#### ROWS
- - -

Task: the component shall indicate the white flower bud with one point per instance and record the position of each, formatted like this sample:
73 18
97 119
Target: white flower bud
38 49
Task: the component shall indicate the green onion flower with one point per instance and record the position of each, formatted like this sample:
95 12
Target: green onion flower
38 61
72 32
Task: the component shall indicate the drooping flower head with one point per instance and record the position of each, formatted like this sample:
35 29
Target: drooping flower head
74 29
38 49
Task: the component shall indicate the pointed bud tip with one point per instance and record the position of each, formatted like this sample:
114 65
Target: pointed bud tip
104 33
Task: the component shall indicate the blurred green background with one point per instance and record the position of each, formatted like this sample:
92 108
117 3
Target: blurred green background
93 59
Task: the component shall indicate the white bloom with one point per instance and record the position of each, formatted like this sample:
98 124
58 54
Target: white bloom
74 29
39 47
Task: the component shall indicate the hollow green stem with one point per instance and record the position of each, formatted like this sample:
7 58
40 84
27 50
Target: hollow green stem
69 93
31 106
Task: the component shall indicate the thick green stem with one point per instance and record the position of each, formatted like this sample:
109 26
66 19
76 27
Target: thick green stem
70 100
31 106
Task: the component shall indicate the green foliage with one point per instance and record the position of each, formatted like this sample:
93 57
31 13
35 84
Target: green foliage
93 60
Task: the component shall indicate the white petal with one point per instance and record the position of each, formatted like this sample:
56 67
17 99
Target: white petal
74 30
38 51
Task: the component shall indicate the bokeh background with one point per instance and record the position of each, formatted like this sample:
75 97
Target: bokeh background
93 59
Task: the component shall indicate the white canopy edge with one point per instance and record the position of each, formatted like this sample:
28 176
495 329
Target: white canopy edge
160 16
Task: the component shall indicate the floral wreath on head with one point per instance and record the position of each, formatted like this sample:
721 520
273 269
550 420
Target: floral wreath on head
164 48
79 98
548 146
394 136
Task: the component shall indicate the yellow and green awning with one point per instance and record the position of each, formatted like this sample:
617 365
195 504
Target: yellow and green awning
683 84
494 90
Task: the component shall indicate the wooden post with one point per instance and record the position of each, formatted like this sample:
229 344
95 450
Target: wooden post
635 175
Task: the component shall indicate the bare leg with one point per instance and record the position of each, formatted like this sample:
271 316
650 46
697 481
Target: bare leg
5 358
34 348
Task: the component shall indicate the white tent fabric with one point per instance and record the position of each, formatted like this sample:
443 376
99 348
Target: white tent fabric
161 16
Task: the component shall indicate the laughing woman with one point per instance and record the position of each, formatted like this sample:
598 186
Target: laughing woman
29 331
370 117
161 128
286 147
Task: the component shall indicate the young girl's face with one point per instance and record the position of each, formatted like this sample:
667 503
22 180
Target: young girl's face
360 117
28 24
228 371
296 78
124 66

- - -

Reproduce word for word the part of the rows above that opens with the line containing "Task: the component shall indicate the laughing" and runs through the final row, including both ends.

#### FINAL RESULT
Task: the component shall indicate the laughing woman with one point per instance and record the position of each, formatted like this sample:
598 186
Target: laughing woman
29 331
370 117
161 128
286 147
Task: the component shall indicate the young girl's face with one point per instance and record the position of each, formatted like this sample:
667 503
22 180
Target: young girl's face
360 117
28 24
228 371
296 78
124 66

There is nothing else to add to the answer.